— start of TASK MATERIAL —

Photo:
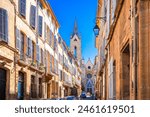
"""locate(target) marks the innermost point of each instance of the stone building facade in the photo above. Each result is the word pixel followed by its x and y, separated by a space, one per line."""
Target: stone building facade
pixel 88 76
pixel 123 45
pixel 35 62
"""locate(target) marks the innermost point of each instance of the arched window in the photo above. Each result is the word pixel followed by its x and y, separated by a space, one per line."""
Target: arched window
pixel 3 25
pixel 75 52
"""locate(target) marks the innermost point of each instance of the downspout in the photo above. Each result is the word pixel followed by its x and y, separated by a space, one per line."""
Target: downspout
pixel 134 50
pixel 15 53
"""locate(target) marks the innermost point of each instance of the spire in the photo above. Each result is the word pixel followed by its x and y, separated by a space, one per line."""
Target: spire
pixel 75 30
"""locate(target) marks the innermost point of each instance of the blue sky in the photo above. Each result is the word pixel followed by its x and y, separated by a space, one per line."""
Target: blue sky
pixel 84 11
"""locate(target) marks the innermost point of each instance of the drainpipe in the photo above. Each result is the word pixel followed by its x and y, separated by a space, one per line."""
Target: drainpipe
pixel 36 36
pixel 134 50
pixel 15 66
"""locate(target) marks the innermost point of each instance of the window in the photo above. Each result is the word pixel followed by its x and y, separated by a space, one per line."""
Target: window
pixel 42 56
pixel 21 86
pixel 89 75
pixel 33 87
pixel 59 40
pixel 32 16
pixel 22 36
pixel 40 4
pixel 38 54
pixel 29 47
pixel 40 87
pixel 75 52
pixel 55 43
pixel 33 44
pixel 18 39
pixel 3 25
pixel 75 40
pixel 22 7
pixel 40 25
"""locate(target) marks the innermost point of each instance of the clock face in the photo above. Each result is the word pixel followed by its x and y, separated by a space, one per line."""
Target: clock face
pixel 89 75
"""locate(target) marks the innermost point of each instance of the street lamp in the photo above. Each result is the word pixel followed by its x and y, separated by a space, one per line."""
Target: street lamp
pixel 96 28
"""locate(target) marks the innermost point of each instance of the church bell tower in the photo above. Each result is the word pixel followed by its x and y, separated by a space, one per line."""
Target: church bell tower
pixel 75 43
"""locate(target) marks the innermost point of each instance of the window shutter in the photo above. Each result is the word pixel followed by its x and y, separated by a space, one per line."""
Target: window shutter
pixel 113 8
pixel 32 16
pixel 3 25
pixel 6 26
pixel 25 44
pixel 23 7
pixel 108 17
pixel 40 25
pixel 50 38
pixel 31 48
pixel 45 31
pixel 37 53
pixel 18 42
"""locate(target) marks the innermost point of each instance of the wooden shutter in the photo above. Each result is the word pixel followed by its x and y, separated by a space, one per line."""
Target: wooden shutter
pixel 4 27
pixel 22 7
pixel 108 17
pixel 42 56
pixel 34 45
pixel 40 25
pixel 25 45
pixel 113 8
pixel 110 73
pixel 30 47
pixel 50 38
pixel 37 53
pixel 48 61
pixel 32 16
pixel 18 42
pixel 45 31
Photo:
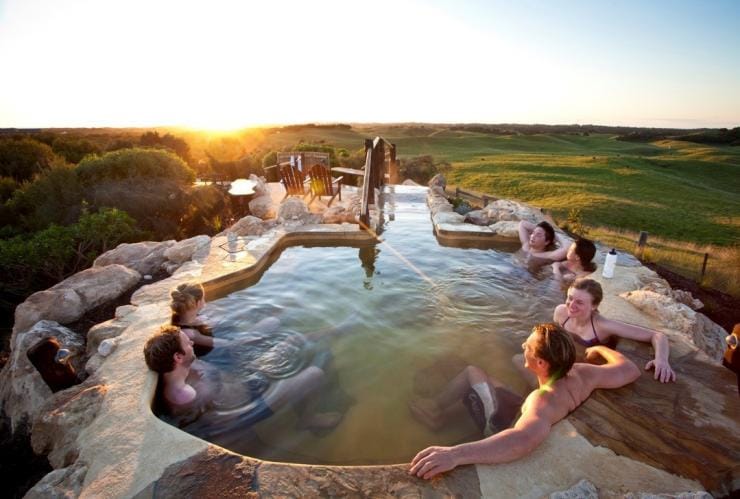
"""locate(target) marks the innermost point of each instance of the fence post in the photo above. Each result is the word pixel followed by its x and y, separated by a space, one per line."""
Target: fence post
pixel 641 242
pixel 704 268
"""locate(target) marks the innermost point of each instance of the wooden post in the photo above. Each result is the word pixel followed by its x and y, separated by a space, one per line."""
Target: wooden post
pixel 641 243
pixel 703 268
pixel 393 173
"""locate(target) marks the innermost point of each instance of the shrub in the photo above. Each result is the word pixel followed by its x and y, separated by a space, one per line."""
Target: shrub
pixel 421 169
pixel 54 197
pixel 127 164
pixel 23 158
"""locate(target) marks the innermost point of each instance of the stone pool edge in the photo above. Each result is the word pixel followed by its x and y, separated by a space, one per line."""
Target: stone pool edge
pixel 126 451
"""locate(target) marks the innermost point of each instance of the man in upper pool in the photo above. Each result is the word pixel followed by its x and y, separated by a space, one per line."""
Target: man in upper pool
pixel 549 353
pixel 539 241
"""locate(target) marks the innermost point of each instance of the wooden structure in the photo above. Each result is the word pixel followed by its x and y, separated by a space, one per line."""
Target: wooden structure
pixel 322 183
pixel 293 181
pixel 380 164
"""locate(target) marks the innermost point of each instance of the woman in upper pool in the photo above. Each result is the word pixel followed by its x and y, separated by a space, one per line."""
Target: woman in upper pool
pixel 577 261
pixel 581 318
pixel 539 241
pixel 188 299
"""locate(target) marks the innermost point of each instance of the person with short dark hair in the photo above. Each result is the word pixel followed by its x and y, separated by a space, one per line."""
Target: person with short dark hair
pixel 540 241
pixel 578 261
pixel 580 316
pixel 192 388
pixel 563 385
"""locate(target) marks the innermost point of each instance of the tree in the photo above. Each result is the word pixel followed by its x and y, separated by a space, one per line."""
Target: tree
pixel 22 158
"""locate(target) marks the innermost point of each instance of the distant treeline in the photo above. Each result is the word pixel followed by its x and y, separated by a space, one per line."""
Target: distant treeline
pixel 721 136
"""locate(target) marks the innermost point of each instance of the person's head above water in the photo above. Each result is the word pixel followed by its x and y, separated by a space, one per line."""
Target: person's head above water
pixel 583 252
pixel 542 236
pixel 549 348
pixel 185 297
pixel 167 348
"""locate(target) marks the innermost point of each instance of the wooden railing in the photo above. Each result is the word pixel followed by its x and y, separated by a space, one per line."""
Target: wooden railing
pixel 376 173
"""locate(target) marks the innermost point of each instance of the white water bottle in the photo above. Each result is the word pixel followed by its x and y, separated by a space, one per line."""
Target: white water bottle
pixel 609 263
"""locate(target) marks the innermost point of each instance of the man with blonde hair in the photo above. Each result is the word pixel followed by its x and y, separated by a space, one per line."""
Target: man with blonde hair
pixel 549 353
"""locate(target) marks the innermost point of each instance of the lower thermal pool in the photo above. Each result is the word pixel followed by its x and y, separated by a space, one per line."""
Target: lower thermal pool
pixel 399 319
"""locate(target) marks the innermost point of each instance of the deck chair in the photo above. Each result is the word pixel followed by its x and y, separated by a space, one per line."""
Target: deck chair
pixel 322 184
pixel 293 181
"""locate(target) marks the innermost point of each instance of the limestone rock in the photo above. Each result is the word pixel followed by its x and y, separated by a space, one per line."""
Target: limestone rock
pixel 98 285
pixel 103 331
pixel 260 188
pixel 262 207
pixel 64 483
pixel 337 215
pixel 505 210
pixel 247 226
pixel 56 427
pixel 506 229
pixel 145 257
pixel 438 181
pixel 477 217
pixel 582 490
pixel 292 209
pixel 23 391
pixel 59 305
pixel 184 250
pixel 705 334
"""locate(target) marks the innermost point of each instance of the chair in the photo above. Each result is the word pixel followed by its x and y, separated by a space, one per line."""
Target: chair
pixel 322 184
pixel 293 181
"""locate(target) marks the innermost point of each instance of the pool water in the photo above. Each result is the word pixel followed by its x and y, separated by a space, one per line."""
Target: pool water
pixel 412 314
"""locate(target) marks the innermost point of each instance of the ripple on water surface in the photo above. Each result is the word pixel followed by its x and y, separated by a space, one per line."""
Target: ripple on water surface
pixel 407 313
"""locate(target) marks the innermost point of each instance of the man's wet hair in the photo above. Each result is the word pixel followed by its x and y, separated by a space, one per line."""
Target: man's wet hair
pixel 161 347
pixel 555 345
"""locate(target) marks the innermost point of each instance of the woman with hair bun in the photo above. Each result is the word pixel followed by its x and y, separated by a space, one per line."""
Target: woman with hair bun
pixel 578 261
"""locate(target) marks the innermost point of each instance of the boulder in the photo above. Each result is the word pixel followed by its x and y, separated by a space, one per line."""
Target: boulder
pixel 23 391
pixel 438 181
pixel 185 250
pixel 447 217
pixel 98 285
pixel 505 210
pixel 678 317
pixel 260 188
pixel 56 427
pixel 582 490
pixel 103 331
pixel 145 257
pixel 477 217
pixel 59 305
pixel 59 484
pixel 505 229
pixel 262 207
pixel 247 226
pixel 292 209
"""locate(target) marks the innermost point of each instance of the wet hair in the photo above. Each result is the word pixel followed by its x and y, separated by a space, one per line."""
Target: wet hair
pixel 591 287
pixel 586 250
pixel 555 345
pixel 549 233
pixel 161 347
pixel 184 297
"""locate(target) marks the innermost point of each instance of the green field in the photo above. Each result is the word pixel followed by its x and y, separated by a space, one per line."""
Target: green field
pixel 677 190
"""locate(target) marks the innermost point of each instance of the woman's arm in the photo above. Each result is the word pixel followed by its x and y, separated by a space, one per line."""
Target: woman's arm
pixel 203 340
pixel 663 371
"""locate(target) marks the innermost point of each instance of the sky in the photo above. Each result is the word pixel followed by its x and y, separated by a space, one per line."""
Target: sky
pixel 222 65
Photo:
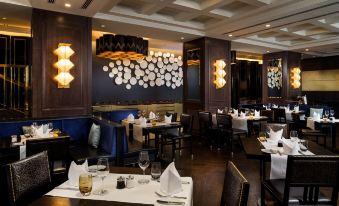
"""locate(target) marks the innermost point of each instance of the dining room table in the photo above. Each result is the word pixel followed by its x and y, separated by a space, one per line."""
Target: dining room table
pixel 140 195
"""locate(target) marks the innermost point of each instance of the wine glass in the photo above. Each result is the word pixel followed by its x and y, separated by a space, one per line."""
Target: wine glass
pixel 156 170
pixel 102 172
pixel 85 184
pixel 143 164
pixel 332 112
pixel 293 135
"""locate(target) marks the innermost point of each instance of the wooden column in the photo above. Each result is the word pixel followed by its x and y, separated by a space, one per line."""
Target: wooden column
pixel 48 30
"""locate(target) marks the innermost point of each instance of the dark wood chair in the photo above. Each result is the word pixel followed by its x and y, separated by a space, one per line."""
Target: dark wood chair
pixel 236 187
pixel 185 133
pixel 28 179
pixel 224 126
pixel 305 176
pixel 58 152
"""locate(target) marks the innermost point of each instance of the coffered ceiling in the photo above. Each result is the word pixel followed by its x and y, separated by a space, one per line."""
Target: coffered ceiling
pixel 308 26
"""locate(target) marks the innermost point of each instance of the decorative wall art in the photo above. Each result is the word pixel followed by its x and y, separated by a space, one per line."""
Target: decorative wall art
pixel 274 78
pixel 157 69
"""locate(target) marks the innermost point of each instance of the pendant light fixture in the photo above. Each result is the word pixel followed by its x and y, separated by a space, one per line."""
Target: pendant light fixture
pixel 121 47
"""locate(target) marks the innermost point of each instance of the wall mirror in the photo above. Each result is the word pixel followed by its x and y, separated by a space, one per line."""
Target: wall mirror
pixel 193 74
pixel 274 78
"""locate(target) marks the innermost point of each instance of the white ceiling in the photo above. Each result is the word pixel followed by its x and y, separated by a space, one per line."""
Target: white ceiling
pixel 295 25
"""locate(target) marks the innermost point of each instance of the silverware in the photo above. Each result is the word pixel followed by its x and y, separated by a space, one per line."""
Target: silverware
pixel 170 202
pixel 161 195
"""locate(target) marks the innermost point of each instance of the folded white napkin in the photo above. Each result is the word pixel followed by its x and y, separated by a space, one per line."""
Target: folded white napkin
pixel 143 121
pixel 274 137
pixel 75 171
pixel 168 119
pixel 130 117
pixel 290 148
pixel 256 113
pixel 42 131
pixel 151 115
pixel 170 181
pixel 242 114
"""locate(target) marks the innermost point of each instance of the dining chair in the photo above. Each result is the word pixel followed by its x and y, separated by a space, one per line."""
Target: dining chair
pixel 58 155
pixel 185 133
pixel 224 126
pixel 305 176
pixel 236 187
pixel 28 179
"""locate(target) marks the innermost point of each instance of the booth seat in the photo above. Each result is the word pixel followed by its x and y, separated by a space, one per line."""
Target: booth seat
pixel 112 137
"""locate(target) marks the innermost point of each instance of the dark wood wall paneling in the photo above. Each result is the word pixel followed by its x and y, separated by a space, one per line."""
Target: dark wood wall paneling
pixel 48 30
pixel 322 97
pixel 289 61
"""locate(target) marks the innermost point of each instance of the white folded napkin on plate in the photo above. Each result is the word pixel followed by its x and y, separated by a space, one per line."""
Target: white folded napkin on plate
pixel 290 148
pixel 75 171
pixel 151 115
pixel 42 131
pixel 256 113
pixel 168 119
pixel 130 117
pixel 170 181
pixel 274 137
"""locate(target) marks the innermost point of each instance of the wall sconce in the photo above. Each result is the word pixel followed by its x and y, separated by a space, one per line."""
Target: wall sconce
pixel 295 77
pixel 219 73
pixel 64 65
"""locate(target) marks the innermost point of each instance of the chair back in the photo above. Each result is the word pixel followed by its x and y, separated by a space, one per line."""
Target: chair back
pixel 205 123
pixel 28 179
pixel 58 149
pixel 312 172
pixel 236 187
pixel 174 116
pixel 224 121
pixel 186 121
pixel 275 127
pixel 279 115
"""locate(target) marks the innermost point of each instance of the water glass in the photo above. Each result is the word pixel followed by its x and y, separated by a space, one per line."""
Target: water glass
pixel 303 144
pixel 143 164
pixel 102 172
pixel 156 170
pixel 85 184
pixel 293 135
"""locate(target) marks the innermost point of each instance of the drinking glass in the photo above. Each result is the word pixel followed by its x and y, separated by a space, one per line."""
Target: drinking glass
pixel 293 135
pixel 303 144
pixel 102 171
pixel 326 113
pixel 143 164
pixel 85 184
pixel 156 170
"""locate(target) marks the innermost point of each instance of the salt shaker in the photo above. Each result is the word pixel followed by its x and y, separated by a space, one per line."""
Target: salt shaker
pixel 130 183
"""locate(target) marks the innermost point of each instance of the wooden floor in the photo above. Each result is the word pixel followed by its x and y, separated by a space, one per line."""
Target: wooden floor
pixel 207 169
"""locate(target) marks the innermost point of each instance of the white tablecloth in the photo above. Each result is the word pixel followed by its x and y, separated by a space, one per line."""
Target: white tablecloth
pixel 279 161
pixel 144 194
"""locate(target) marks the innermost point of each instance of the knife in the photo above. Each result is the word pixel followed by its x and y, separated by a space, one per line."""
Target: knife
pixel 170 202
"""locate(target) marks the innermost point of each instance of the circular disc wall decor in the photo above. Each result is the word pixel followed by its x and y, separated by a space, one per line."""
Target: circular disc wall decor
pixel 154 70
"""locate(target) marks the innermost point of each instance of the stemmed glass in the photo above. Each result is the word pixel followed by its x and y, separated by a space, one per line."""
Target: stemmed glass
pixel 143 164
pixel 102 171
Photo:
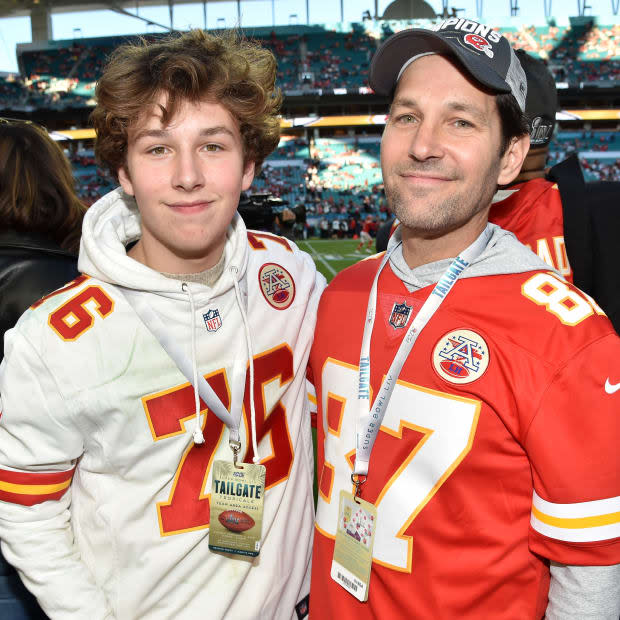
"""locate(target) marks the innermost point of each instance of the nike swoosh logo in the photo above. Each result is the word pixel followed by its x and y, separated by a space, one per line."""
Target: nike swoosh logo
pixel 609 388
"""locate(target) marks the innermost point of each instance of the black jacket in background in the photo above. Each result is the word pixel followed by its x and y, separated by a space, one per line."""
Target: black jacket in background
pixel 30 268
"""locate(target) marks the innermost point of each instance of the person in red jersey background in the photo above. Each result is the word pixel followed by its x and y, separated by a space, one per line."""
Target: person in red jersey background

— end of TASK MATERIAL —

## INSTRUCTIONS FOR THE TASK:
Copy the lines of the records above character for character, from the line with "of the man in" up to and including the line with "pixel 563 385".

## RESULT FOR THIS TASK:
"""locate(target) marks the innermost point of each instance of the man in upper pool in the photo above. Each result is the word pixel followed by its x and y, separated by a space, one per line."""
Target: man in upper pool
pixel 549 353
pixel 539 241
"""locate(target) marks the innermost point of each instance of the wooden structure in the photo above. Each result is the word pixel followed by its x and y, separated by a space, one per line."""
Target: wooden structure
pixel 322 183
pixel 293 181
pixel 380 164
"""locate(target) marks the innermost point of each instance of the woman in upper pool in the photo above. Each result is the word pixel followed by its x and y, separated by a space, one per line."""
Target: woman in upper pool
pixel 577 261
pixel 581 318
pixel 539 241
pixel 188 299
"""locate(target) marks the innermost point of each instance of the person with short dark hair in the photo above. Each result is the word pixel followed by its x and y, separated by a space, one per line."""
Target: person with short dark hair
pixel 540 241
pixel 578 261
pixel 580 316
pixel 192 388
pixel 563 385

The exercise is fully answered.